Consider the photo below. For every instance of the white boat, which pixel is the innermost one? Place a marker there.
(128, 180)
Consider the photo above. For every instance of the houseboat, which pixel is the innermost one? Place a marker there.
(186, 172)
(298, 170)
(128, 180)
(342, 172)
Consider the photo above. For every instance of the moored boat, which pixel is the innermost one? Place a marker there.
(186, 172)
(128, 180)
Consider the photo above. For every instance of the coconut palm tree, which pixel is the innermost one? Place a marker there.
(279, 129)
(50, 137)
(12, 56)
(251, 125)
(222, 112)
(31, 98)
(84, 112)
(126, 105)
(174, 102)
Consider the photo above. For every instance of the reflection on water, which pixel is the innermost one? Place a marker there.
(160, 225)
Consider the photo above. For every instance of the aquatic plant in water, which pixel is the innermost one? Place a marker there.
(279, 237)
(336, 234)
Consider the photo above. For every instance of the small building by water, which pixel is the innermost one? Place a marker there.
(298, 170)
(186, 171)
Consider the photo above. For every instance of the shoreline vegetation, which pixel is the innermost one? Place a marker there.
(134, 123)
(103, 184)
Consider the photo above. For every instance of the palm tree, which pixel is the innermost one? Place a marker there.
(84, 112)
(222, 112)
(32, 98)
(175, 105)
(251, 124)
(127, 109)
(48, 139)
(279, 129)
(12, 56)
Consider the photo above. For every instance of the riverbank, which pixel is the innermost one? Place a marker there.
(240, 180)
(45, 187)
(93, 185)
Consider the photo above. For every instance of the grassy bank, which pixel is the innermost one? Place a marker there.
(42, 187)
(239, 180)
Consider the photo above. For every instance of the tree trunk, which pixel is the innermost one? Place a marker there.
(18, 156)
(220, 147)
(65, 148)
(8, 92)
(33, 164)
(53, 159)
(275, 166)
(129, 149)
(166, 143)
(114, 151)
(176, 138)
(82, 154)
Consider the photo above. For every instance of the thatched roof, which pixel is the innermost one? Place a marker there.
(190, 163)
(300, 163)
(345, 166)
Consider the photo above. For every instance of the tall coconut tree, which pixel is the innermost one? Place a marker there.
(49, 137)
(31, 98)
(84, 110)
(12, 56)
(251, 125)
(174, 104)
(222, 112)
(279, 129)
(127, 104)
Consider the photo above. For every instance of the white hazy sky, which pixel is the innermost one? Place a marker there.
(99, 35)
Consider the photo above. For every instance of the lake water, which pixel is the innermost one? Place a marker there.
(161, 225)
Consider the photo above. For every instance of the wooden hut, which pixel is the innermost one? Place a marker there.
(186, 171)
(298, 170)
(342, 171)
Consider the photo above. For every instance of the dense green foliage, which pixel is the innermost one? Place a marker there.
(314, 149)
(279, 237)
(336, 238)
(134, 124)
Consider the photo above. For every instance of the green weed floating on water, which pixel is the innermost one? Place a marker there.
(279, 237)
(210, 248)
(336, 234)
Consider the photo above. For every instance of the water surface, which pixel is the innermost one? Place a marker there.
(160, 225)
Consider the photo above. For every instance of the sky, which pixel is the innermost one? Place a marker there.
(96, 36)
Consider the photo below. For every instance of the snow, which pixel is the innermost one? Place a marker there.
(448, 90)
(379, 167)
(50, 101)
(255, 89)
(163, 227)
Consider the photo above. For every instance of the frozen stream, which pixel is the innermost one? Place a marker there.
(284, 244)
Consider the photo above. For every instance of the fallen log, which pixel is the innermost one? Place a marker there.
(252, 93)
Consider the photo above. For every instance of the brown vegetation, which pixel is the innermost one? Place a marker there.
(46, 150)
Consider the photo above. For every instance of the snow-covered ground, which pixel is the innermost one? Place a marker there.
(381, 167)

####

__Work to do__
Reproduce all of the material above, replacing "marker" with "dot" wherever it occurs and changing nothing else.

__Output for this task__
Consider the photo below. For every instance of the white boat, which pixel is the innermost one? Place a dot there.
(128, 180)
Consider the photo above. For every instance of the houseboat, which pixel is the innermost one? Place a dot there.
(186, 172)
(298, 170)
(128, 180)
(342, 172)
Consider the photo above. For every instance of the moored boat, which pixel is the innermost one? Place a dot there.
(186, 172)
(128, 180)
Consider the photo above. For every instance of the coconut palm tree, which pixel is the innermost one? Place a dot there.
(279, 129)
(50, 137)
(12, 56)
(251, 125)
(222, 112)
(31, 98)
(84, 112)
(126, 105)
(174, 102)
Consider the photo above. For every instance of the reflection on water, which pixel is the innermost one? Place a dot there.
(160, 225)
Consider the photo above. For every instance of the aquatic plant in water, which pixel is the innermost one? Place a dot there.
(279, 237)
(336, 234)
Consider the photo above. For every instance of the small building by water, which pixel is the innermost one? Place a dot there.
(298, 170)
(186, 171)
Consider the photo above. For every instance of the shoreline vegetation, which pixel is the innermost one? Place a dot there.
(134, 123)
(103, 184)
Consider the photo above. For every instance of the palm tree, which pixel is the innermost one? Place a dot there.
(84, 112)
(222, 112)
(32, 98)
(175, 105)
(251, 124)
(127, 109)
(48, 139)
(279, 129)
(12, 56)
Consider the photo above. For every instance of the riverbank, which pixel is the innermost one? Place a dot there.
(240, 180)
(45, 187)
(93, 185)
Consider the photo above. For every instance of the grassy bank, which pixel is the innermost one? Place a dot there.
(42, 187)
(239, 180)
Consider the photo above. For every instance of the tree trunk, which pixel is the innermost one? Place a dot there.
(18, 156)
(220, 147)
(65, 148)
(8, 92)
(33, 164)
(53, 159)
(275, 166)
(129, 149)
(166, 143)
(114, 151)
(176, 138)
(82, 154)
Consider the photo above. For every instance of the thatched roof, which pixel is the innermost one? Place a dot there.
(190, 163)
(300, 163)
(345, 166)
Consider the photo above. For every instance of the tall coconut tree, which pixel is the innermost one? Place a dot there.
(49, 137)
(31, 98)
(84, 110)
(12, 56)
(251, 125)
(174, 104)
(222, 112)
(279, 129)
(127, 104)
Consider the photo above. For every instance of the white hazy sky, which pixel is the innermost one? Place a dot there.
(99, 35)
Consider the photo above. For every instance of the lake water, which pixel is the innermost one? Place a dot there.
(161, 225)
Consider the photo above. For every instance of the wooden hut, which pixel is the innermost one? Place a dot there.
(186, 171)
(298, 170)
(342, 171)
Consider the photo above. For every instance of the dense green foliage, which pixel is the innermost one? Place a dot there.
(314, 149)
(279, 237)
(336, 238)
(134, 124)
Consider the photo above. For every instance of the green weed floating on water, which pixel is the innermost one? Place a dot there.
(279, 237)
(210, 248)
(336, 234)
Consider the photo above. For every instance of the water surface, which pixel is the innermost one? Place a dot there.
(160, 225)
Consider the photo above. For every instance of the sky, which pixel is the innermost one? Place a dot there.
(96, 36)
Consider the photo below. For every instance of the snow, which pixel is the innermost one? Place a dot there.
(448, 90)
(379, 167)
(50, 101)
(255, 89)
(163, 227)
Consider the photo above. For every instance of the frozen stream, which pixel is the innermost one? Place a dot there.
(284, 244)
Consider the photo above. For every instance of the fallen log, which pixel is the innermost one? Place a dot there.
(252, 93)
Consider the photo above. For every instance of the brown vegetation, which pixel is the innermost one? Place a dot there.
(46, 150)
Consider the photo above. For every instance of the snow-covered ground, which pixel is the innermost one? Place a dot there.
(381, 167)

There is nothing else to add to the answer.